Problem: Would you transcribe only the lines below, from the one containing "Trace every instance" through the end of the material, exactly and with no pictures?

--- Given data Enclosed Below ---

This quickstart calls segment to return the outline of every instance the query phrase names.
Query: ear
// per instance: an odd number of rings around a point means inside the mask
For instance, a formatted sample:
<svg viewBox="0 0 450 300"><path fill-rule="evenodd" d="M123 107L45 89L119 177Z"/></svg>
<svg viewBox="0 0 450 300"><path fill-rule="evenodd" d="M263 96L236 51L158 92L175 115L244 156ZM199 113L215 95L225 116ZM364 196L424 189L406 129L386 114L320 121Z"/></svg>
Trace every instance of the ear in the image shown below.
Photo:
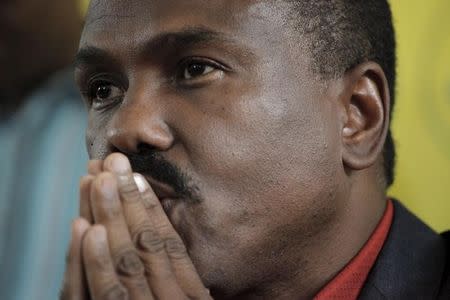
<svg viewBox="0 0 450 300"><path fill-rule="evenodd" d="M346 167L362 170L372 166L383 151L389 129L390 93L383 69L366 62L344 75L340 98L342 160Z"/></svg>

--- End of Enclosed Given data ---

Answer below:
Trace every instance of the ear in the image shown below.
Photo:
<svg viewBox="0 0 450 300"><path fill-rule="evenodd" d="M346 167L362 170L372 166L383 151L389 129L390 93L383 69L366 62L344 75L340 98L342 160Z"/></svg>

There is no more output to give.